Detection rows
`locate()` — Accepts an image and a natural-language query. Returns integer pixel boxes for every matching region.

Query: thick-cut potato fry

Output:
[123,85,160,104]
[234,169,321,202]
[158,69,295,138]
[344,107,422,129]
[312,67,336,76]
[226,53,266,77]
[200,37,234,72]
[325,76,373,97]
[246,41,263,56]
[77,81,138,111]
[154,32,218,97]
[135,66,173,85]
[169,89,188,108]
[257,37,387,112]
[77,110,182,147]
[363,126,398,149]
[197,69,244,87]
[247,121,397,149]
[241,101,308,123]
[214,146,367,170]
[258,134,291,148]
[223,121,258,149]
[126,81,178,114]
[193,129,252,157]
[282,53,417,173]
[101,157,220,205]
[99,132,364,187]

[EXERCISE DIRECTIONS]: Copy out every row above line for line, keeping each character unchanged.

[WRITTEN ANSWER]:
`locate()` — Accepts an image and a natural-language query. Returns integer pixel boxes for every matching region.

Query: thick-cut potato fry

Output:
[123,85,160,104]
[234,169,321,202]
[158,69,295,138]
[344,107,422,129]
[312,67,336,76]
[226,53,266,77]
[200,37,234,72]
[325,76,373,97]
[246,41,263,56]
[77,81,138,111]
[154,32,218,97]
[135,66,173,85]
[169,89,188,108]
[257,37,387,112]
[77,110,182,147]
[363,126,398,149]
[197,69,244,87]
[247,121,397,149]
[241,101,308,123]
[214,146,367,170]
[258,134,291,148]
[223,121,258,149]
[126,81,178,114]
[193,129,252,157]
[282,53,417,173]
[101,157,220,205]
[99,132,364,187]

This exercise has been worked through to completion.